Data extracted from a collection:
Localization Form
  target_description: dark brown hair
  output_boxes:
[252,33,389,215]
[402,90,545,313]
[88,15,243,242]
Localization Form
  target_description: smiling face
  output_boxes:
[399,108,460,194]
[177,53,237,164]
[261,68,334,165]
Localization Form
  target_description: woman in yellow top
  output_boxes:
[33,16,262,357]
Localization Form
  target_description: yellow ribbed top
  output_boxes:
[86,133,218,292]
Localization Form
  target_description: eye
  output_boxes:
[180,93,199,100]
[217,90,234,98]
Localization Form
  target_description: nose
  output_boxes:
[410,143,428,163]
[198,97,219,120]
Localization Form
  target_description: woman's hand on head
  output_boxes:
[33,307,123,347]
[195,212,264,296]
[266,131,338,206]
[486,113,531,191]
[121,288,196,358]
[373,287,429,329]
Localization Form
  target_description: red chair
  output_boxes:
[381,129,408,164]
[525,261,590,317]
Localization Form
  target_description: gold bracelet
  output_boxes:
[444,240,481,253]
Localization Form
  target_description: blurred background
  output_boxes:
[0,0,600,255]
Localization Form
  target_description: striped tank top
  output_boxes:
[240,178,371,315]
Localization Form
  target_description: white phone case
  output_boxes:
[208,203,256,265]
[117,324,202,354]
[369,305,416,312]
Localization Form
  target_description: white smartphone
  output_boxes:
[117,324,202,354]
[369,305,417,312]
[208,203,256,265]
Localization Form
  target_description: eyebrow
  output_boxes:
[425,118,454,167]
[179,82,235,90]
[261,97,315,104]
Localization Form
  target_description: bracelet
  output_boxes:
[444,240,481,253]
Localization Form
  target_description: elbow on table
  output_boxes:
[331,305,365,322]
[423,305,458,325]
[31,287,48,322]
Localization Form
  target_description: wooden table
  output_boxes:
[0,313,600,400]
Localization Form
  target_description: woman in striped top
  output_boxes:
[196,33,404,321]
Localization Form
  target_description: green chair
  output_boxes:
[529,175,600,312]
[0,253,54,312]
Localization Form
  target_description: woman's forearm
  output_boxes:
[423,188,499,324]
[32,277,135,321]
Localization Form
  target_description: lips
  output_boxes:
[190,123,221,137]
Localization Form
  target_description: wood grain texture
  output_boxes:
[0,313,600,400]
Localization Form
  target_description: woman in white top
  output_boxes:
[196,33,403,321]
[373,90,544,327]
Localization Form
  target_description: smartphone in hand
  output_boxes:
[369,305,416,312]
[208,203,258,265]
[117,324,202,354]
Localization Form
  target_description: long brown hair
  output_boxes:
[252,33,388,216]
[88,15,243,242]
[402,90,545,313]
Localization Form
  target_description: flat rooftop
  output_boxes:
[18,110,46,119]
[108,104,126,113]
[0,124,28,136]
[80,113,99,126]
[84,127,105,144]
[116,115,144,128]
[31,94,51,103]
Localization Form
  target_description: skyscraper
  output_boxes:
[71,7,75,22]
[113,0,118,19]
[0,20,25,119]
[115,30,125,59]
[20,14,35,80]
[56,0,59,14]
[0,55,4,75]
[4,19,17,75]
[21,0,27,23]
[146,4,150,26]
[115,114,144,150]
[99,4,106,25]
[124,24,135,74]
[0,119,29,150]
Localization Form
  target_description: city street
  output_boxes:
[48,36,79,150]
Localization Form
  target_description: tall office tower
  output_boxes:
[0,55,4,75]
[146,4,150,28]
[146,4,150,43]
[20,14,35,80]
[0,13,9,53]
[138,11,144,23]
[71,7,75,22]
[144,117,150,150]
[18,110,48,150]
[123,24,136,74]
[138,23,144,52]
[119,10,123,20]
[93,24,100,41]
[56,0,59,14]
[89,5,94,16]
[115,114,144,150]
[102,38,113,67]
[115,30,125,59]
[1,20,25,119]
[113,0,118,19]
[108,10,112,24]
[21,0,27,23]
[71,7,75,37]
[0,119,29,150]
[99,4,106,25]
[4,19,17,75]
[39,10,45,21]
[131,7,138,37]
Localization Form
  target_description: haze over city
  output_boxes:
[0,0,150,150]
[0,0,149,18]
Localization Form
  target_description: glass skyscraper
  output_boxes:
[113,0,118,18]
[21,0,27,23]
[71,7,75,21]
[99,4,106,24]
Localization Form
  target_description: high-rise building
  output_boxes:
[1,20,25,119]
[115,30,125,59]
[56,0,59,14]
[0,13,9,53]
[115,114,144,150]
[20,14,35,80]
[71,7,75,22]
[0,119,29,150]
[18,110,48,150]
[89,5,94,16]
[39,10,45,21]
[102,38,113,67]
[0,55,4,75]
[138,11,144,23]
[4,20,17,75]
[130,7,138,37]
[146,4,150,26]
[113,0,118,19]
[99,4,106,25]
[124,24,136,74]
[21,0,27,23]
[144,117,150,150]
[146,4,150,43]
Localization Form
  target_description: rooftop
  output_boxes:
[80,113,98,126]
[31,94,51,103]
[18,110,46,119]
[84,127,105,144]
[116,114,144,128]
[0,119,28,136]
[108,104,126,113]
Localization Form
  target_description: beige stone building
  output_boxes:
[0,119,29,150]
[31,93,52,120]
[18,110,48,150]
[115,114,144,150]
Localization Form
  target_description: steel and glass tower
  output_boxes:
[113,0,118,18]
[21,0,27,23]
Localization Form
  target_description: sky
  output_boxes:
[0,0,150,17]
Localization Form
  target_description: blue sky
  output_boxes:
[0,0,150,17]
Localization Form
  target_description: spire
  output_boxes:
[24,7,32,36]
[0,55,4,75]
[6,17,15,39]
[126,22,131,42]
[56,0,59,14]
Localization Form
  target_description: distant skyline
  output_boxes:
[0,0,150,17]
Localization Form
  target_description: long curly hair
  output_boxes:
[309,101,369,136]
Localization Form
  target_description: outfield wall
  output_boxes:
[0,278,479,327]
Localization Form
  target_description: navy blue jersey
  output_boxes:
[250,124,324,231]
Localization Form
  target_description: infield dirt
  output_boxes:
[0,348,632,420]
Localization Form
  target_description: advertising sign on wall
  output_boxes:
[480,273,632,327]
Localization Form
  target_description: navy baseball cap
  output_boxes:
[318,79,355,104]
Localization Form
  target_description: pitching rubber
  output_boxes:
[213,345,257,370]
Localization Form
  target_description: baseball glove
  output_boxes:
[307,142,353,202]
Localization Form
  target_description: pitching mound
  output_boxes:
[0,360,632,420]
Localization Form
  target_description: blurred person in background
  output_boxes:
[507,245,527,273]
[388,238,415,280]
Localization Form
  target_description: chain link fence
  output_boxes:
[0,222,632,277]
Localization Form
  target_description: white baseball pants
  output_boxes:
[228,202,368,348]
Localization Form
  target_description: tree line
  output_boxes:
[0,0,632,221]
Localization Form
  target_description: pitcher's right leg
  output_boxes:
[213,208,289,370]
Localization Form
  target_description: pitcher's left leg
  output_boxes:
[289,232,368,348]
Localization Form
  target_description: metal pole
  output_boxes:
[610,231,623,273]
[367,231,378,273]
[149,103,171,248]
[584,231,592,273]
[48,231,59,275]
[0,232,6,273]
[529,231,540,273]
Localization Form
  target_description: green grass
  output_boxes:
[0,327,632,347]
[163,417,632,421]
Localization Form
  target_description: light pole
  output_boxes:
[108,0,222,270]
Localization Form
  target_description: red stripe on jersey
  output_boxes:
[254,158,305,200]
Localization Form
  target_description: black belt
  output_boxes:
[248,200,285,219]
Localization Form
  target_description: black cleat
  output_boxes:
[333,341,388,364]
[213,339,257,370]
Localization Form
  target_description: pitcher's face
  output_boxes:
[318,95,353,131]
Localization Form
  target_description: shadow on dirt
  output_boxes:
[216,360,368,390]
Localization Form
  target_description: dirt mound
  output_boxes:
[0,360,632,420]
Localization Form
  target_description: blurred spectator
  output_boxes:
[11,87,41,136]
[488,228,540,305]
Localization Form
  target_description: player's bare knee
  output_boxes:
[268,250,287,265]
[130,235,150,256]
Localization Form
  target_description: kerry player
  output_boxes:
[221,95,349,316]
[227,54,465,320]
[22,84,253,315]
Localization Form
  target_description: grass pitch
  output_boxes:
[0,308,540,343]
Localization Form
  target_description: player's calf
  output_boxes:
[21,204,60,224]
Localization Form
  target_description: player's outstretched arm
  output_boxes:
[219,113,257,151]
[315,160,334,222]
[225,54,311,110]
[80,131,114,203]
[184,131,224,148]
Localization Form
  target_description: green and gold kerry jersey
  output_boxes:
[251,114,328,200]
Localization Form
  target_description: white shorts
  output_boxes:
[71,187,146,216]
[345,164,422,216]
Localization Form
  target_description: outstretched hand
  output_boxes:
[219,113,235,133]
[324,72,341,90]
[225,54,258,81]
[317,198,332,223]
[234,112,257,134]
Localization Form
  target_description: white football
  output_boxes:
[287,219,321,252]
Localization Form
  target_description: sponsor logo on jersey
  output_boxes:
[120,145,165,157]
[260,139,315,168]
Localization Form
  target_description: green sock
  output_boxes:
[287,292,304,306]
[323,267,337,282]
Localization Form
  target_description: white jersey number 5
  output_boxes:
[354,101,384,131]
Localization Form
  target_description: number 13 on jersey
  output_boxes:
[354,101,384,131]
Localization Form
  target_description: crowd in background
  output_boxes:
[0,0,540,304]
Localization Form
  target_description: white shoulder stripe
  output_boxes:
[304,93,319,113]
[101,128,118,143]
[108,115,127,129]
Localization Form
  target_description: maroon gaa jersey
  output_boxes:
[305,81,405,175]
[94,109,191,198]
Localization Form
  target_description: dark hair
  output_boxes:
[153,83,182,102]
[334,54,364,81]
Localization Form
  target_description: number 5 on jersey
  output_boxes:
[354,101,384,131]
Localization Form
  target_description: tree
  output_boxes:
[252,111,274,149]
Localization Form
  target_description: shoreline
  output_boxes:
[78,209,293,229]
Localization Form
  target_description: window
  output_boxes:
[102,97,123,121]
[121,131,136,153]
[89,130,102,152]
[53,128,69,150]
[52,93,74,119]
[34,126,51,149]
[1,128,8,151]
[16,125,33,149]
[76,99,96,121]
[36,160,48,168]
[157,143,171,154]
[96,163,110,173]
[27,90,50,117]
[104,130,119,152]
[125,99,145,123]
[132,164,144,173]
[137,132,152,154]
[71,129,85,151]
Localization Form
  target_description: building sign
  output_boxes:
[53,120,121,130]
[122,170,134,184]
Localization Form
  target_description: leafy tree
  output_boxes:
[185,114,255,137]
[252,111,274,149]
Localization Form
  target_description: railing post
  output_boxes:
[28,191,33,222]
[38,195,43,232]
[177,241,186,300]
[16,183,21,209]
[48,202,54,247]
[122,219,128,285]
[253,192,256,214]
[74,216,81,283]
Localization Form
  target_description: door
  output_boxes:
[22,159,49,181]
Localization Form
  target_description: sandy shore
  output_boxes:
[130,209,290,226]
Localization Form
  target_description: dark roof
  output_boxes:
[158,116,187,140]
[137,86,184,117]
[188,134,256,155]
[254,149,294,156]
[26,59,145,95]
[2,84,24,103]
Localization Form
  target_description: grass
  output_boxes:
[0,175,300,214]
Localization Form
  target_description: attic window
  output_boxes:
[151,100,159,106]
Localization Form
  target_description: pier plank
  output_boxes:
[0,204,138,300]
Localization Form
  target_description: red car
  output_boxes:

**Exercise**:
Pull out every line of the listing above that contains the word "hand", treating uppercase and lowercase as distinct.

**Response to this task**:
  target_description: woman's hand on head
  target_description: smartphone in hand
  target_description: outstretched hand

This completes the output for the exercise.